----- DATA IN THIS EXERCISE -----

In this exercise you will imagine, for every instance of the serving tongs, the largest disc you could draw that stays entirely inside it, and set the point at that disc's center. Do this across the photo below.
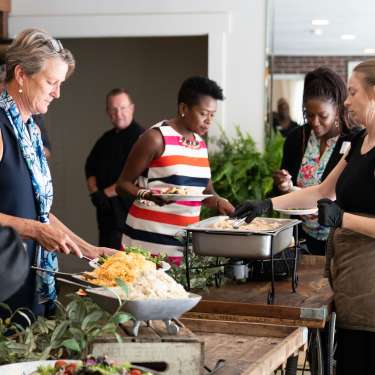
(74, 276)
(236, 222)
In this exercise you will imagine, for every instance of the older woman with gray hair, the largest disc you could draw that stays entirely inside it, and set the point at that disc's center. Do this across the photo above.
(36, 66)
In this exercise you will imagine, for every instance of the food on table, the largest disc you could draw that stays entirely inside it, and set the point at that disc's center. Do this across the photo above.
(124, 266)
(155, 258)
(155, 284)
(144, 281)
(175, 190)
(258, 224)
(91, 366)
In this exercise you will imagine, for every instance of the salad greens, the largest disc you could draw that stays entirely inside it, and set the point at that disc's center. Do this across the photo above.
(91, 365)
(155, 258)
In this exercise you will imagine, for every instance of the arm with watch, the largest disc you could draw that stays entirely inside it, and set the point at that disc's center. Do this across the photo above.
(322, 195)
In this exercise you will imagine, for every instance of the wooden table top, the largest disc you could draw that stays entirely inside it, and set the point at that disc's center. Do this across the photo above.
(309, 306)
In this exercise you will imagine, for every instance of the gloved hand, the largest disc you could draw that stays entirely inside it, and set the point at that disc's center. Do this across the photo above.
(100, 200)
(252, 209)
(330, 214)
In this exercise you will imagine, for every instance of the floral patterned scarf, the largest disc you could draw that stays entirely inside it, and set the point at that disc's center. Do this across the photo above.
(310, 173)
(30, 143)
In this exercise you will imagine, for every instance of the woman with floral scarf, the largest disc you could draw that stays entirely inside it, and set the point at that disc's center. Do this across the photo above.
(36, 66)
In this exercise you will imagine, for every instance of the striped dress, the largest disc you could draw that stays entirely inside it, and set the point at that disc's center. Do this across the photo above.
(154, 227)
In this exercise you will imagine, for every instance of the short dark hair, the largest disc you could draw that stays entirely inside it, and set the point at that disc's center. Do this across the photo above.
(323, 83)
(117, 91)
(193, 88)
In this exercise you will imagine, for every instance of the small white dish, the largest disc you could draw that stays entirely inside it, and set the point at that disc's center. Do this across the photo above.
(183, 197)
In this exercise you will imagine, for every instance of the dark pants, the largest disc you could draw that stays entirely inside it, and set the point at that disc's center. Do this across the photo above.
(111, 222)
(110, 238)
(314, 246)
(355, 352)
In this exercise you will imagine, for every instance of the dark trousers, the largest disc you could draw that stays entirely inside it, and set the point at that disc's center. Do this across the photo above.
(355, 352)
(314, 246)
(110, 238)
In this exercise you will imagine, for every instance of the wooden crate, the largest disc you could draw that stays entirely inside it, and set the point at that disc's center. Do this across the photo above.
(181, 354)
(247, 348)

-----

WHAT IS REQUIRED
Your answer must be the line holding "dark trousers, the" plus every later line to the end of the records, copied exactly.

ANSWER SECTION
In this exercise you will imagine, for every instance of the dark trousers, the largest disc you could draw that stays entirely inside it, and set the point at that disc's center. Do this across the photo above.
(355, 352)
(314, 246)
(110, 238)
In this exercise you will imagine, for every instance of the wooden crate, the largest disc you could draw that stays entirely inside it, and set the point at that disc's center. Do this across the photo above.
(181, 354)
(247, 348)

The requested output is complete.